- **BRIEF**
Every single entry below should be reproduced verbatim.

————

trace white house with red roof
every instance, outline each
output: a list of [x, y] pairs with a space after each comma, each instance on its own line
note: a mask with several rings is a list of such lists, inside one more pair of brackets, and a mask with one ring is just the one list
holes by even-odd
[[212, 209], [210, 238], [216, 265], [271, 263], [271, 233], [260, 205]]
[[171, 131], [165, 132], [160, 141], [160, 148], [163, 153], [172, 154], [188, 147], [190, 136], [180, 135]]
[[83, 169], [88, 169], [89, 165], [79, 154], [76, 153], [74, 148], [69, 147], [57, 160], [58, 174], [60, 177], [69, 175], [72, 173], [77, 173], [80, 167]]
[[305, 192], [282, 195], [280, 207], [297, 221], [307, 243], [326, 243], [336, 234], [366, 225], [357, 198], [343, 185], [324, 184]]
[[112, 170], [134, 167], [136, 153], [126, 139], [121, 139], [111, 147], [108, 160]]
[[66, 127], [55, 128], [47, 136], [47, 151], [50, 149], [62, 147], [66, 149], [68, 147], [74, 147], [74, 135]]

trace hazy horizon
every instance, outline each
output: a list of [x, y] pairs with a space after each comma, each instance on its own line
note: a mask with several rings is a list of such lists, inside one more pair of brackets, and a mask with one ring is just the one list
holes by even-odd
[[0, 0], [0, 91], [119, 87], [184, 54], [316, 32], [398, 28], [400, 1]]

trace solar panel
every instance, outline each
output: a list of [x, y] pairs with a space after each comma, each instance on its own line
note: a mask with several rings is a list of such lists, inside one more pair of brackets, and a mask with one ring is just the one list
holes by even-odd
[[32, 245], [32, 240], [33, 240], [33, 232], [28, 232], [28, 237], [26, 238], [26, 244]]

————

- **RESULT OF THE EXERCISE**
trace white house with red roof
every instance, outline each
output: a list of [x, y] pairs with a space after each comma, each instance on its own line
note: a mask with several rings is a list of such lists, inside one more pair of brackets, and a mask with one ring is just the one list
holes by even-odd
[[212, 209], [210, 238], [216, 265], [271, 263], [271, 233], [260, 205]]
[[171, 131], [165, 132], [160, 141], [160, 148], [163, 153], [172, 154], [188, 147], [190, 136], [180, 135]]
[[83, 169], [88, 169], [89, 165], [79, 154], [76, 153], [74, 148], [69, 147], [57, 160], [58, 174], [60, 177], [69, 175], [72, 173], [77, 173], [80, 167]]
[[305, 192], [282, 195], [280, 207], [297, 221], [307, 243], [326, 243], [336, 234], [366, 225], [357, 198], [343, 185], [324, 184]]
[[112, 170], [134, 167], [136, 153], [126, 139], [121, 139], [111, 147], [108, 160]]
[[66, 127], [55, 128], [47, 136], [47, 151], [50, 149], [62, 147], [66, 149], [68, 147], [74, 147], [74, 135]]

trace hazy horizon
every instance, outline each
output: a list of [x, y] pairs with a space after each comma, each instance on its own line
note: a mask with several rings is a list of such lists, inside one more pair of brackets, and a mask with one ring is just the one list
holes by even-odd
[[0, 0], [0, 91], [119, 87], [184, 54], [316, 32], [398, 28], [400, 1]]

trace solar panel
every instance, outline each
output: a list of [x, y] pairs with a space after each comma, each instance on its own line
note: a mask with several rings is a list of such lists, inside one more pair of brackets, and a mask with one ring is just the one list
holes by even-odd
[[32, 245], [32, 240], [33, 240], [33, 232], [28, 232], [28, 237], [26, 238], [26, 244]]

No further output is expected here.